[Photo-based point labeling data]
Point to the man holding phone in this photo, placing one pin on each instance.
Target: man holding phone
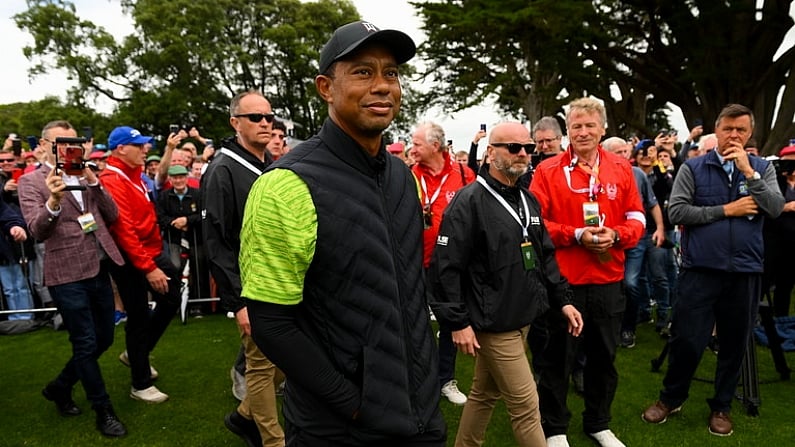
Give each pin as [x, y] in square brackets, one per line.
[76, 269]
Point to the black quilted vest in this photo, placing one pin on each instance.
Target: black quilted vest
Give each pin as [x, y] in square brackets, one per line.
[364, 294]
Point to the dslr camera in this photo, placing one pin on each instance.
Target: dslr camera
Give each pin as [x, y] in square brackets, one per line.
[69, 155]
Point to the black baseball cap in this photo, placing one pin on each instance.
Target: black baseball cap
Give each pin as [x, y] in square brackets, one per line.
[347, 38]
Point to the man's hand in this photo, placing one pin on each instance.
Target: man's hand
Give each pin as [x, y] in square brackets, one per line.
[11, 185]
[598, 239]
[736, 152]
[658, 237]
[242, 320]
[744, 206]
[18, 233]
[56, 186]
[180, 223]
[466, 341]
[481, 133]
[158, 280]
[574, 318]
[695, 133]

Short exercise: Could you recast every line of the material above as a Markdown table with the columns "Row" and "Line," numbering each row, skipping blank lines, and leaving out the pictures?

Completed task:
| Row | Line |
|---|---|
| 1 | Point to the man holding phone in this photo, placing one pin on each instance. |
| 2 | Target: man holding phone |
| 3 | Give each pin as [x, y] in square brackets, one per line. |
| 4 | [76, 269] |
| 5 | Point to the black quilted vest in this photo, placing one pin on each instance. |
| 6 | Target: black quilted vest |
| 7 | Give each pin as [x, y] in square brackets, one per line. |
| 8 | [364, 294] |
| 9 | Point to the dslr camera in this photo, placing one pin on each instance. |
| 10 | Target: dslr camera |
| 11 | Give each pin as [x, y] in square brackets, one per line. |
| 12 | [69, 155] |
| 13 | Point to the black baseball cap in this photo, placing one pin on each instance. |
| 14 | Target: black baseball cap |
| 15 | Give each pin as [x, y] in square brackets, one per line. |
| 16 | [347, 38] |
| 17 | Point to the man's hand in this photo, placing one pin on each instance. |
| 18 | Target: man's hand |
| 19 | Give each pin as [x, y] in square brackets, one per line. |
| 20 | [11, 185] |
| 21 | [598, 239] |
| 22 | [736, 152] |
| 23 | [658, 237] |
| 24 | [242, 320] |
| 25 | [744, 206] |
| 26 | [18, 233] |
| 27 | [56, 186] |
| 28 | [180, 223] |
| 29 | [466, 341] |
| 30 | [481, 133] |
| 31 | [158, 280] |
| 32 | [574, 318] |
| 33 | [695, 133] |